Nancy McGehee
Nancy McGehee

The spread of coronavirus and the disease it causes, COVID-19, has impacted practically every industry in almost every corner of the world. Because travel restrictions were among the first measures taken in the fight against the spread of the virus, and subsequent population lockdowns—the World Health Organization estimates that one in five people around the globe are currently under lockdown—have all but put the world on pause, it can be argued that no industry has been damaged more severely than hospitality and tourism.

“As of March 25, the United States Travel Association claimed that 5.9 million jobs will be lost before May of this year,” said Nancy McGehee, department head of the Howard Feiertag Department of Hospitality and Tourism Management. “Revenue per available room, or RevPar, a common baseline statistic for the hotel industry, will decline by 37–60% in 2020, according to various sources.”

According to McGehee, no facet of the business has been free from consequences. “The meetings and event industry is absolutely reeling from cancellations, with estimating $233 billion in losses by summer.”

The industry has weathered tough times before—the aftermath of 9/11 and the Great Recession are two recent examples—although nothing of the magnitude it is currently facing. Companies were able to bounce back from past difficulties by capitalizing upon customer loyalty and benefitting from pent up demand. “After we get through this, we will be a nation, or a world, with cabin fever,” said McGehee. “People will need to get out and interact with people, see new vistas, enjoy new experiences.”

While the resilience and recovery plans that were developed in response to previous crises will no doubt assist in future recovery efforts, McGehee warns that it will not happen quickly.

“Many economists say it took three years to fully recover from 2002-04 SARS outbreak,” she said. “This will take much longer.”

Lobbying groups representing the hospitality and tourism industry recently met with President Trump and White House officials to discuss the economic impact of the pandemic and ways to assist the ailing industry. Reports show industry officials seeking $150 billion in aid.

____

EXERCISE 1:
Answer these questions from the article on COVID-19 and the hospitality and tourism industry:
(a) According to the World Health Organization estimate, what share of people around the globe are under lockdown?
(b) How long do many economists say it took to fully recover from the 2002-04 SARS outbreak?
(c) How much aid are industry officials reported to be seeking?
EXERCISE 2:
Pick up the article on COVID-19 and the hospitality and tourism industry after its final sentence and write the next part.

____

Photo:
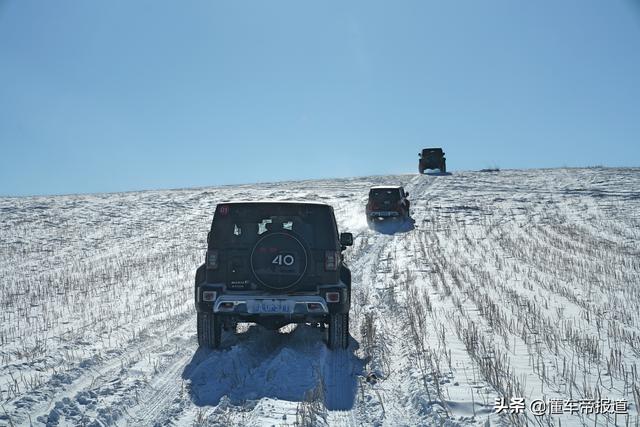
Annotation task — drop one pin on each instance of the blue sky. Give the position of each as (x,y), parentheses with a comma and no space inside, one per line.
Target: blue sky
(120,95)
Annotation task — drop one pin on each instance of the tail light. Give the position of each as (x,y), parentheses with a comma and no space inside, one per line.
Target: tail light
(208,296)
(212,260)
(331,260)
(333,296)
(314,306)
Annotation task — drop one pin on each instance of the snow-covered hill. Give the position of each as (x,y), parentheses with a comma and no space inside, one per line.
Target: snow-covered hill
(516,283)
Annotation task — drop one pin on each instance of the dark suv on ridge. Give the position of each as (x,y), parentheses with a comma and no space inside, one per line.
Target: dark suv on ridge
(432,158)
(273,263)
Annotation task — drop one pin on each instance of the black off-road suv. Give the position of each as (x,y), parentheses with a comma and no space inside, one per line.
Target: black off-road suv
(432,158)
(273,263)
(387,202)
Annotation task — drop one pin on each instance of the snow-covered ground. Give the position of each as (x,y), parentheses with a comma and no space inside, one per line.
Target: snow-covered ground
(515,283)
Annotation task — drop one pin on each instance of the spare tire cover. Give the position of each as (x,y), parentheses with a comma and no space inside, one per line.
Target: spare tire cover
(279,260)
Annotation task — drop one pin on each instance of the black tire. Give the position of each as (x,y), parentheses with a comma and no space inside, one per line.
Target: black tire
(209,330)
(338,331)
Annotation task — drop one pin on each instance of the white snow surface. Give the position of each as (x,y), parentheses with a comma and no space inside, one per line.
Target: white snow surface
(508,284)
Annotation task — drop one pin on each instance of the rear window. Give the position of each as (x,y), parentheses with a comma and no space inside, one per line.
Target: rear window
(241,225)
(392,194)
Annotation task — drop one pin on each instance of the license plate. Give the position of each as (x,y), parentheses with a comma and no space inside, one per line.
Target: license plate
(384,213)
(270,306)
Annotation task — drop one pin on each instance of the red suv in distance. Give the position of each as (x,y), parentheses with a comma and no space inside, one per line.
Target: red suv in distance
(387,202)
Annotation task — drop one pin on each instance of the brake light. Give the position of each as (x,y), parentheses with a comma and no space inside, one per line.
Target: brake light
(208,296)
(212,260)
(333,296)
(331,260)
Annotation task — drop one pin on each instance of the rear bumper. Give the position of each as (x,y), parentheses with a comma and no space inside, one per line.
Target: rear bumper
(382,214)
(250,305)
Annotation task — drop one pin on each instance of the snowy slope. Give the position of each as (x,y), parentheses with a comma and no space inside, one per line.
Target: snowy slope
(517,283)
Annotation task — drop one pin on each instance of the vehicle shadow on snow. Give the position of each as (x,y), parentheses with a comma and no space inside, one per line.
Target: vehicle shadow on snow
(261,363)
(391,227)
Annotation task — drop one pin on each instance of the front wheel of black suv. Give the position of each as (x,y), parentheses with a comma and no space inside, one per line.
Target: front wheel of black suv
(209,330)
(338,331)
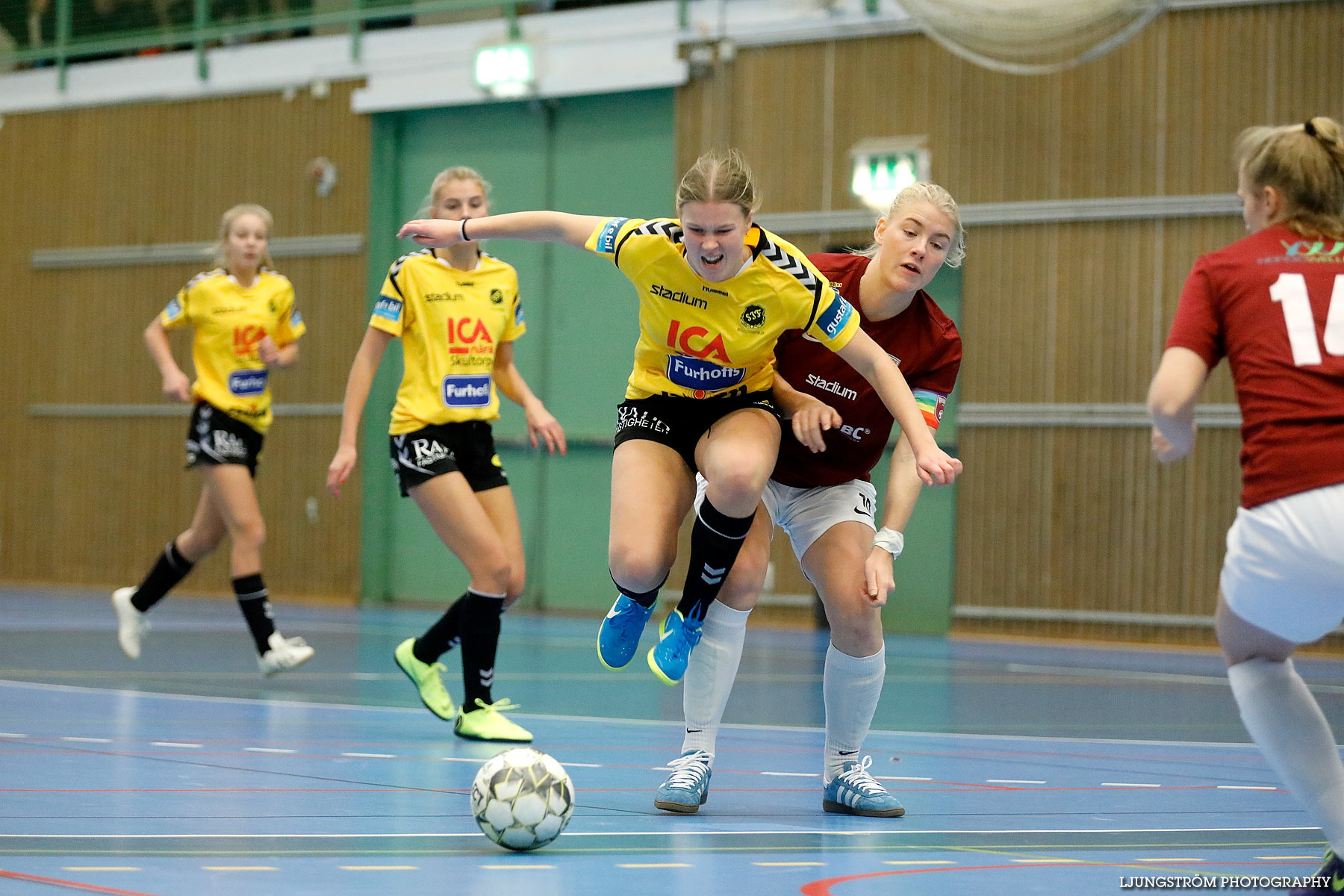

____

TASK OUTPUT 1:
(a) One in five people.
(b) Three years.
(c) $150 billion.

TASK OUTPUT 2:
“The industry does seem to be banding together to find ways to speak as one voice to get support quickly to help those most in need of a safety net,” explained McGehee. “They are asking for short term loan and financing options—particularly for small businesses—quick processing of unemployment benefits for their employees, an extension of tax filing deadlines, and clear delineations of essential businesses that need to remain open during times of national emergency.”

Although no one knows what the world will look like once the pandemic abates, McGehee has an idea of what the industry will look like. “The industry will undoubtedly recover, but it will be forever changed,” she said. “Those in the industry who get through this will find ways to be more sustainable, will use technology to become more efficient, use data to forecast and prepare for other global phenomena and pivot their skill set to disaster recovery and resiliency.”

Among the innovations and advancements McGehee hopes to see are businesses utilizing closer-to-home supply chains, virtual event capabilities, upgrades to travel applications to help identify epidemics sooner, and the integration of more analysts to track data globally.

Until then, however, the industry will need to remain resilient.

“This is a time for strong and steady leaders in our industry,” McGehee added. “They need to be realistic but encouraging that we will get through this. Above all, they need to be supportive of their employees and colleagues, as these are unprecedented times for all of us.”